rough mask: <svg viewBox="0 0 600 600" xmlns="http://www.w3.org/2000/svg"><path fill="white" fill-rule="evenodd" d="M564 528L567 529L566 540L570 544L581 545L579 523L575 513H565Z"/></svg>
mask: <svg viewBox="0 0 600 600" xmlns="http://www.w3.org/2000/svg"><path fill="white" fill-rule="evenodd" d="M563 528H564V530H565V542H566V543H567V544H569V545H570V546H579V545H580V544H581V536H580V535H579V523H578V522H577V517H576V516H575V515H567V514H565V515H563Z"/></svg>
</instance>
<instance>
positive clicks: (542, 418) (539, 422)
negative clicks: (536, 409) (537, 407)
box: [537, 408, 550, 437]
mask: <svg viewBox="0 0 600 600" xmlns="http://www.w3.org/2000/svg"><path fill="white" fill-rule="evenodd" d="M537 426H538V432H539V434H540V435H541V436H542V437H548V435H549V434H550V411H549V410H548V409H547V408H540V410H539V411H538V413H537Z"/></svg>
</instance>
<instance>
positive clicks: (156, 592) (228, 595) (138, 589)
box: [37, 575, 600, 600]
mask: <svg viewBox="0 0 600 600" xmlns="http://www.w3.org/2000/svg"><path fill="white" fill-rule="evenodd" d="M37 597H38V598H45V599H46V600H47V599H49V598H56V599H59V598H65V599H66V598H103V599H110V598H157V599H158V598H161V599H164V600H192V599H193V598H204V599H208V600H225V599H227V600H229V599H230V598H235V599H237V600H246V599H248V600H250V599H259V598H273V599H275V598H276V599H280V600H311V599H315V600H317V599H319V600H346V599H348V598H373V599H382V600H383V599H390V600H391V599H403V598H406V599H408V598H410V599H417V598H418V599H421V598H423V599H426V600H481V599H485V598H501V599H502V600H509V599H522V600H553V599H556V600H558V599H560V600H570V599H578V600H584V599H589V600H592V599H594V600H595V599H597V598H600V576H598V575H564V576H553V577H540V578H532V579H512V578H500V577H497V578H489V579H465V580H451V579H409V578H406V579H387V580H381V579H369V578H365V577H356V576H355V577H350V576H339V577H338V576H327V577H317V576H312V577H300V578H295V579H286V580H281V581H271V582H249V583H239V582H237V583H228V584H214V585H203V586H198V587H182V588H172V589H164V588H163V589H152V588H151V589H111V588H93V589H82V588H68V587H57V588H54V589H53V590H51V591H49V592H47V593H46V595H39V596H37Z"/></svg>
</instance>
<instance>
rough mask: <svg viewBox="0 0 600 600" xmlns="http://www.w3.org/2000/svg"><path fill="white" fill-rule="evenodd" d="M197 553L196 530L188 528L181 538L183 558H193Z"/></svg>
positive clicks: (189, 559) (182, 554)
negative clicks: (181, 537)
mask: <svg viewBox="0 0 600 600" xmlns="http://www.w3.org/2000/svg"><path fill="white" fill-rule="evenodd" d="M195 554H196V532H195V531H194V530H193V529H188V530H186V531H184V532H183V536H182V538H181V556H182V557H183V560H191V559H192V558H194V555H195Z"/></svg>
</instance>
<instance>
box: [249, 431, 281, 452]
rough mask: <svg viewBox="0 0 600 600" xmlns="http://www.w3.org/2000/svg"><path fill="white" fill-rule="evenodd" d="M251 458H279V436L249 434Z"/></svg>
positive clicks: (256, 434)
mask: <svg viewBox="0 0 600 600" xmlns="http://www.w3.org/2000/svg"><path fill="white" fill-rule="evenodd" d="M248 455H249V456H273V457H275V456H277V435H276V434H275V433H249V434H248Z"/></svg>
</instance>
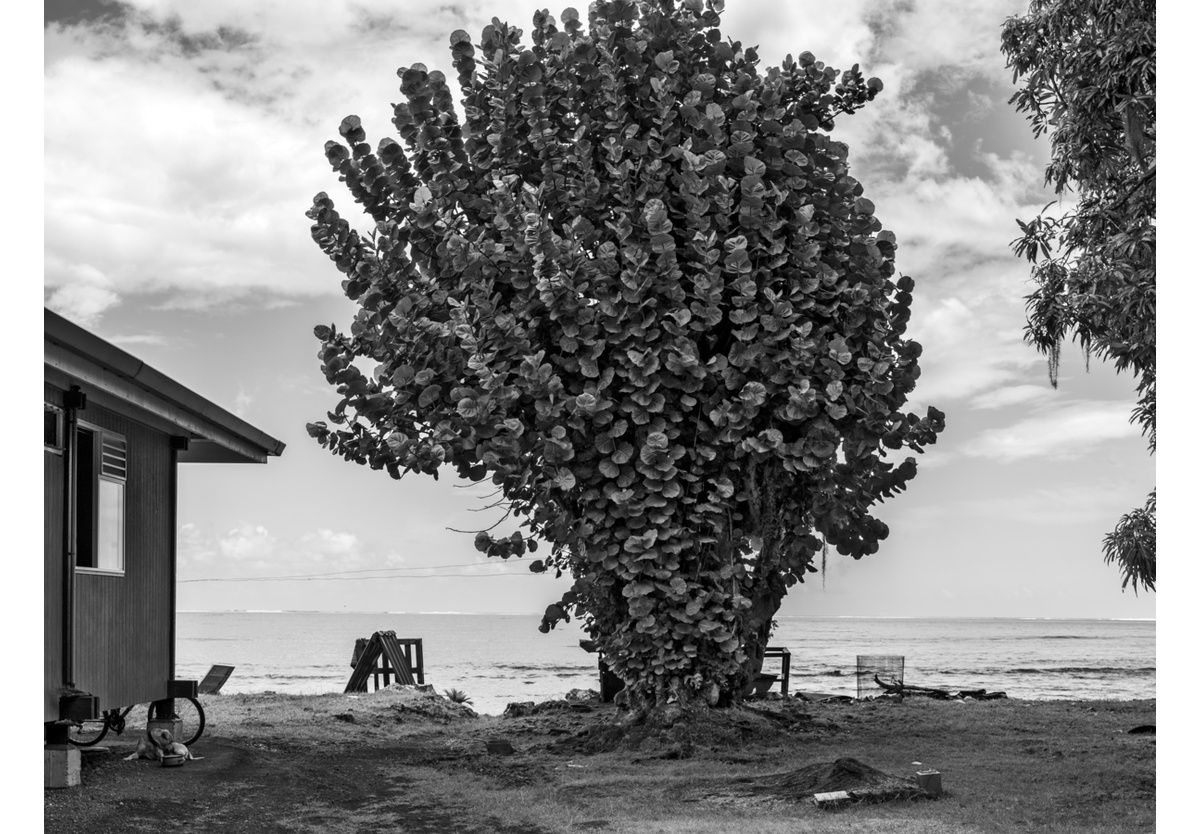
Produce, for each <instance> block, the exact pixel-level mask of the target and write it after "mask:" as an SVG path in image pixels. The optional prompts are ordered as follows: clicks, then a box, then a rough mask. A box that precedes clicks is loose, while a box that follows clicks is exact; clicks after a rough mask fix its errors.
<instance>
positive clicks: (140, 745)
mask: <svg viewBox="0 0 1200 834" xmlns="http://www.w3.org/2000/svg"><path fill="white" fill-rule="evenodd" d="M163 756H182V757H184V758H185V760H190V761H200V760H202V758H203V756H193V755H192V751H191V750H188V749H187V748H186V746H185V745H182V744H180V743H179V742H176V740H175V738H174V737H173V736H172V734H170V731H169V730H163V728H162V727H155V728H154V730H148V731H146V734H145V736H143V737H142V738H139V739H138V748H137V750H134V751H133V752H131V754H130V755H128V756H126V757H125V761H127V762H128V761H132V760H134V758H152V760H155V761H157V762H161V761H162V757H163Z"/></svg>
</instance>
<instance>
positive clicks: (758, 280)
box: [308, 0, 943, 715]
mask: <svg viewBox="0 0 1200 834" xmlns="http://www.w3.org/2000/svg"><path fill="white" fill-rule="evenodd" d="M721 7H722V2H721V0H706V1H704V2H701V0H683V1H680V2H672V1H671V0H658V1H652V0H640V1H630V0H599V1H598V2H594V4H593V5H592V7H590V11H589V14H588V19H587V22H586V23H584V22H583V20H581V19H580V16H578V13H577V12H576V11H575V10H571V8H568V10H564V11H563V13H562V16H560V23H557V22H556V20H554V18H553V17H551V16H550V14H547V13H546V12H539V13H538V14H535V16H534V19H533V30H532V43H529V44H528V46H527V44H523V43H522V34H521V31H520V30H517V29H515V28H512V26H509V25H508V24H504V23H500V22H499V20H494V19H493V22H492V24H491V25H488V26H486V28H485V29H484V31H482V34H481V36H480V38H479V42H478V43H474V42H473V41H472V40H470V37H469V36H468V35H467V34H466V32H463V31H456V32H454V34H452V35H451V36H450V49H451V54H452V58H454V67H455V70H456V71H457V96H458V97H460V101H461V107H462V112H463V116H462V118H460V116H458V115H457V114H456V107H455V97H456V91H455V90H452V89H451V86H450V84H449V83H448V79H446V78H445V76H443V73H440V72H437V71H430V70H427V68H426V67H425V66H422V65H414V66H410V67H404V68H402V70H400V72H398V76H400V78H401V92H402V95H403V100H404V101H403V102H402V103H400V104H395V119H394V124H395V126H396V128H397V131H398V133H400V139H401V142H395V140H392V139H383V140H380V142H379V143H378V144H377V145H376V146H372V145H371V144H368V143H367V140H366V134H365V131H364V128H362V126H361V122H360V120H359V119H358V118H356V116H348V118H347V119H344V120H343V122H342V125H341V136H342V138H343V142H341V143H338V142H330V143H328V144H326V146H325V155H326V157H328V160H329V162H330V164H331V166H332V167H334V169H335V170H337V172H338V173H340V175H341V179H342V180H343V181H344V182H346V185H347V187H348V188H349V191H350V193H352V194H353V196H354V198H355V200H356V202H358V203H360V204H361V206H362V209H364V210H365V212H366V215H368V216H370V220H371V223H372V228H371V230H370V233H366V234H362V233H360V232H358V230H355V229H354V228H353V227H352V226H350V223H348V222H347V221H346V220H343V218H342V217H341V216H340V215H338V214H337V211H336V210H335V208H334V204H332V202H331V200H330V199H329V197H328V196H326V194H324V193H320V194H317V197H316V199H314V202H313V205H312V208H311V210H310V211H308V217H310V218H311V220H312V221H313V227H312V233H313V238H314V239H316V241H317V242H318V244H319V245H320V247H322V248H323V250H324V251H325V253H326V254H328V256H329V257H330V259H332V260H334V262H335V263H336V265H337V268H338V270H341V272H343V274H344V280H343V282H342V284H343V288H344V292H346V294H347V295H348V296H349V298H350V299H353V300H354V301H355V302H356V304H358V306H359V311H358V314H356V316H355V319H354V322H353V323H352V324H350V328H349V332H348V334H346V332H340V331H338V330H337V329H336V326H328V325H320V326H318V328H316V335H317V337H318V338H319V340H320V349H319V356H320V361H322V370H323V372H324V373H325V377H326V379H328V380H329V383H330V384H332V385H335V386H336V388H337V392H338V394H340V395H341V401H340V402H338V403H337V406H336V407H335V408H334V410H332V412H330V413H329V421H328V422H326V421H319V422H313V424H310V425H308V432H310V433H311V434H312V437H314V438H316V439H317V440H318V442H319V443H320V444H322V445H323V446H325V448H328V449H329V450H331V451H332V452H334V454H337V455H340V456H342V457H344V458H346V460H349V461H354V462H356V463H362V464H367V466H370V467H372V468H374V469H385V470H386V472H389V473H390V474H391V475H392V476H394V478H401V476H402V475H404V474H406V473H410V472H416V473H422V474H427V475H432V476H434V478H437V475H438V473H439V472H444V470H445V469H452V470H454V472H456V473H457V475H458V476H460V478H463V479H468V480H470V481H491V484H493V485H494V486H496V487H497V488H498V491H499V492H500V493H502V494H503V500H504V503H505V505H506V508H508V510H509V511H510V512H511V514H512V517H514V518H515V520H516V522H517V523H516V524H515V527H516V532H514V533H512V534H510V535H498V534H497V535H493V534H491V533H487V532H481V533H479V534H478V535H476V539H475V545H476V547H479V550H481V551H485V552H486V553H487V554H488V556H494V557H500V558H509V557H515V556H522V554H524V553H527V552H528V551H535V550H536V551H538V556H539V557H540V558H536V559H533V560H530V564H529V568H530V569H532V570H534V571H535V572H542V571H551V572H553V574H554V575H556V576H562V575H568V576H570V577H571V578H574V584H572V586H571V587H570V589H569V590H568V592H566V593H565V594H564V595H563V598H562V600H559V601H558V602H556V604H553V605H551V606H550V607H548V608H547V611H546V614H545V618H544V620H542V625H541V629H542V630H544V631H545V630H548V629H550V628H552V626H553V625H554V624H556V623H557V622H560V620H565V619H569V618H570V617H581V618H582V619H583V622H584V625H586V628H587V630H588V631H589V634H590V635H592V636H593V637H594V638H595V642H596V643H598V646H599V649H600V650H601V652H602V653H604V655H605V659H606V661H607V664H608V665H610V667H611V668H612V670H613V671H614V672H616V673H617V674H619V676H620V677H622V678H624V680H625V682H626V684H628V690H629V692H630V703H631V706H632V707H634V709H635V714H638V715H647V714H650V713H653V712H654V710H655V708H661V709H666V708H668V706H670V704H677V707H676V708H680V707H682V708H685V707H688V706H689V704H706V703H707V704H709V706H716V704H721V703H730V702H736V701H738V700H740V697H742V695H743V692H744V691H745V688H746V684H748V680H749V679H750V678H751V676H752V674H754V673H755V672H756V670H757V668H760V667H761V662H762V652H763V648H764V647H766V643H767V640H768V637H769V635H770V629H772V625H773V617H774V614H775V613H776V612H778V610H779V606H780V602H781V600H782V599H784V595H785V594H786V593H787V589H788V588H790V587H792V586H793V584H794V583H797V582H802V581H803V580H804V577H805V574H809V572H814V571H815V570H816V568H815V560H817V559H818V557H820V558H823V552H824V551H823V548H824V547H826V546H827V545H832V546H833V547H835V548H836V550H838V551H839V552H840V553H844V554H848V556H851V557H854V558H859V557H862V556H863V554H866V553H874V552H876V551H877V548H878V542H880V540H882V539H883V538H884V536H887V534H888V528H887V526H886V524H883V523H882V522H881V521H878V520H877V518H875V517H874V516H872V515H871V510H872V506H874V505H876V504H877V503H880V502H881V500H883V499H884V498H887V497H890V496H893V494H895V493H896V492H898V491H900V490H904V488H905V486H906V484H907V482H908V481H910V480H911V479H912V478H913V475H914V474H916V470H917V466H916V461H914V458H913V457H911V456H908V457H904V456H902V455H904V454H905V450H907V451H912V452H919V451H922V449H923V446H925V445H928V444H930V443H934V442H935V440H936V437H937V433H938V432H940V431H941V430H942V427H943V416H942V414H940V413H938V412H937V410H936V409H934V408H929V410H928V414H926V415H925V416H918V415H916V414H911V413H906V412H904V410H902V409H904V406H905V402H906V398H907V395H908V394H910V392H911V391H912V390H913V386H914V384H916V382H917V377H918V374H919V370H918V365H917V359H918V355H919V354H920V346H919V344H917V343H916V342H913V341H911V340H905V338H904V332H905V326H906V323H907V320H908V317H910V304H911V301H912V289H913V281H912V278H910V277H900V276H899V275H898V274H896V271H895V266H894V256H895V247H896V241H895V236H894V235H893V234H892V233H889V232H883V230H881V224H880V221H878V220H876V217H875V216H874V205H872V204H871V202H870V200H869V199H866V198H865V197H863V188H862V186H860V185H859V184H858V182H857V181H856V180H854V179H852V178H851V176H850V174H848V167H847V161H846V158H847V149H846V146H845V145H844V144H841V143H838V142H835V140H833V139H832V138H830V137H829V134H828V132H829V131H830V130H832V128H833V125H834V119H835V116H838V115H840V114H848V113H852V112H854V110H857V109H859V108H860V107H863V106H864V104H865V103H866V102H868V101H869V100H871V98H872V97H874V96H875V95H876V94H877V92H878V91H880V90H881V89H882V84H881V83H880V82H878V80H877V79H874V78H872V79H869V80H868V79H864V78H863V76H862V73H860V72H859V70H858V67H857V65H856V66H854V67H853V68H851V70H850V71H847V72H841V73H839V72H838V71H836V70H833V68H830V67H827V66H824V65H823V64H822V62H820V61H817V60H816V59H815V58H814V56H812V55H811V54H809V53H802V54H800V55H799V58H798V59H794V60H793V59H792V58H791V56H787V58H786V59H785V60H784V62H782V66H780V67H772V68H767V70H761V68H760V66H758V58H757V55H756V54H755V50H754V49H752V48H744V47H743V46H742V44H740V43H737V42H733V41H730V40H727V38H724V37H722V35H721V32H720V30H719V29H718V25H719V22H720V12H721ZM371 368H373V371H372V370H371ZM364 371H367V372H364ZM539 542H541V544H544V545H547V547H546V548H545V551H544V550H540V548H539V547H538V544H539ZM547 551H548V552H547Z"/></svg>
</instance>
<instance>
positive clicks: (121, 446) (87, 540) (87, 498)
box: [76, 424, 127, 574]
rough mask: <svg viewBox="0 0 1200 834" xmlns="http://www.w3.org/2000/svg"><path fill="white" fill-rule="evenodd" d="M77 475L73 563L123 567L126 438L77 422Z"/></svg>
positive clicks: (124, 515)
mask: <svg viewBox="0 0 1200 834" xmlns="http://www.w3.org/2000/svg"><path fill="white" fill-rule="evenodd" d="M77 438H78V455H79V460H78V464H77V473H76V479H77V484H78V500H77V506H76V514H77V515H76V566H77V568H89V569H92V570H102V571H106V572H116V574H120V572H124V570H125V479H126V463H127V455H126V451H127V450H126V444H125V438H124V437H121V436H120V434H116V433H114V432H109V431H104V430H102V428H95V427H92V426H84V425H82V424H80V426H79V431H78V434H77Z"/></svg>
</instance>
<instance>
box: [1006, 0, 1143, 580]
mask: <svg viewBox="0 0 1200 834" xmlns="http://www.w3.org/2000/svg"><path fill="white" fill-rule="evenodd" d="M1156 25H1157V16H1156V7H1154V4H1152V2H1141V1H1129V0H1032V2H1031V4H1030V10H1028V13H1027V14H1025V16H1024V17H1014V18H1009V19H1008V20H1007V22H1006V24H1004V28H1003V32H1002V48H1003V52H1004V55H1006V56H1007V59H1008V66H1010V67H1012V68H1013V79H1014V82H1020V83H1021V86H1020V89H1019V90H1018V91H1016V94H1015V95H1014V96H1013V98H1012V103H1014V104H1015V106H1016V109H1018V110H1019V112H1021V113H1024V114H1026V116H1027V118H1028V119H1030V122H1031V125H1032V127H1033V133H1034V136H1042V134H1043V133H1049V134H1050V143H1051V160H1050V164H1049V166H1048V167H1046V172H1045V181H1046V185H1051V186H1054V190H1055V193H1057V194H1063V193H1064V192H1072V193H1073V194H1074V197H1075V204H1074V206H1073V208H1070V209H1068V210H1067V211H1066V212H1064V214H1063V215H1062V216H1054V215H1048V214H1046V211H1048V210H1049V209H1050V206H1049V205H1048V206H1046V208H1045V209H1043V211H1042V214H1040V215H1038V216H1037V217H1034V218H1033V220H1031V221H1027V222H1025V221H1020V220H1019V221H1018V224H1019V226H1020V229H1021V236H1020V238H1018V239H1016V240H1015V241H1014V242H1013V248H1014V251H1015V252H1016V254H1018V256H1020V257H1024V258H1026V259H1027V260H1028V262H1030V263H1031V264H1032V276H1033V281H1034V283H1036V284H1037V287H1036V289H1034V292H1033V293H1032V294H1031V295H1028V296H1027V299H1026V312H1027V316H1028V320H1027V324H1026V329H1025V338H1026V341H1027V342H1030V343H1031V344H1033V346H1034V347H1036V348H1037V349H1038V350H1039V352H1042V353H1044V354H1046V356H1048V358H1049V368H1050V382H1051V384H1052V385H1057V382H1058V358H1060V353H1061V349H1062V343H1063V341H1064V340H1066V338H1068V337H1069V338H1070V340H1072V341H1073V342H1078V343H1079V344H1080V347H1081V348H1082V349H1084V353H1085V355H1092V354H1094V355H1098V356H1100V358H1102V359H1105V360H1109V361H1111V362H1112V364H1114V365H1115V366H1116V368H1117V371H1129V372H1132V373H1133V374H1134V377H1135V379H1136V380H1138V402H1136V404H1135V407H1134V410H1133V415H1132V418H1130V422H1134V424H1136V425H1139V426H1141V431H1142V436H1144V437H1146V438H1147V440H1148V443H1150V450H1151V452H1153V451H1154V449H1156V444H1157V437H1156V426H1157V421H1156V418H1157V388H1156V295H1157V289H1156V256H1154V253H1156V238H1157V224H1156V217H1157V199H1156V170H1157V168H1156V149H1157V136H1158V134H1157V127H1156V125H1157V120H1156V114H1157V109H1156V103H1154V96H1156V85H1157V80H1156V79H1157V74H1156V55H1157V53H1156V46H1154V43H1156ZM1050 205H1054V204H1050ZM1153 503H1154V496H1153V494H1152V496H1151V500H1150V503H1148V504H1147V506H1151V505H1153ZM1130 518H1138V520H1140V521H1138V522H1136V523H1135V524H1134V527H1136V528H1138V529H1139V530H1141V533H1140V534H1139V535H1138V536H1134V538H1130V536H1129V535H1127V534H1126V533H1123V532H1122V530H1124V529H1127V528H1128V527H1129V524H1130V523H1132V522H1130V521H1129V520H1130ZM1147 520H1148V522H1147ZM1146 523H1148V524H1150V528H1148V529H1150V535H1148V539H1147V536H1146V535H1145V533H1146V527H1145V524H1146ZM1153 524H1154V514H1153V511H1152V510H1151V511H1150V512H1148V515H1147V514H1146V511H1144V510H1134V512H1133V514H1130V515H1127V516H1124V517H1123V518H1122V521H1121V524H1120V526H1118V529H1117V530H1116V532H1115V533H1114V534H1112V535H1110V536H1109V538H1108V539H1106V540H1105V545H1104V547H1105V553H1106V556H1105V560H1106V562H1112V560H1114V559H1115V560H1116V562H1118V563H1120V564H1121V566H1122V569H1123V571H1124V574H1126V583H1128V582H1129V581H1130V580H1133V582H1134V589H1135V590H1136V587H1138V583H1139V582H1141V583H1142V586H1144V587H1146V588H1151V589H1152V588H1153V575H1154V569H1153V560H1154V538H1153ZM1126 545H1128V546H1129V547H1130V550H1128V551H1126V550H1123V547H1124V546H1126ZM1147 565H1148V569H1147ZM1147 577H1148V582H1147ZM1122 587H1124V583H1123V584H1122Z"/></svg>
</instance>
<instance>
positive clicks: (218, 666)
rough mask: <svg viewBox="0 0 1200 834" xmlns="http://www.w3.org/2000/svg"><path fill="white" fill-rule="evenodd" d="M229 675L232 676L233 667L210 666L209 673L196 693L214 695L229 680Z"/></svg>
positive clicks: (232, 673)
mask: <svg viewBox="0 0 1200 834" xmlns="http://www.w3.org/2000/svg"><path fill="white" fill-rule="evenodd" d="M230 674H233V666H227V665H224V664H212V667H211V668H209V673H208V674H205V676H204V680H202V682H200V685H199V686H198V688H197V692H199V694H200V695H216V694H217V692H220V691H221V688H222V686H224V682H226V680H228V679H229V676H230Z"/></svg>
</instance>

•••

EXERCISE INSTRUCTIONS:
Your output should consist solely of the lines from the beginning of the entries through the line containing "positive clicks: (156, 592)", reproduced exactly.

WORKED SOLUTION:
rough mask: <svg viewBox="0 0 600 600" xmlns="http://www.w3.org/2000/svg"><path fill="white" fill-rule="evenodd" d="M564 528L567 529L566 540L570 544L581 545L579 523L575 513H565Z"/></svg>
mask: <svg viewBox="0 0 600 600" xmlns="http://www.w3.org/2000/svg"><path fill="white" fill-rule="evenodd" d="M563 528H564V530H565V542H566V543H567V544H569V545H570V546H579V545H580V544H581V536H580V535H579V523H578V522H577V517H576V516H575V515H567V514H565V515H563Z"/></svg>
</instance>
<instance>
positive clicks: (542, 418) (539, 422)
negative clicks: (536, 409) (537, 407)
box: [537, 408, 550, 437]
mask: <svg viewBox="0 0 600 600" xmlns="http://www.w3.org/2000/svg"><path fill="white" fill-rule="evenodd" d="M537 426H538V432H539V434H540V435H541V436H542V437H548V435H549V434H550V411H549V410H548V409H547V408H540V410H539V411H538V413H537Z"/></svg>
</instance>
<instance>
positive clicks: (156, 592) (228, 595) (138, 589)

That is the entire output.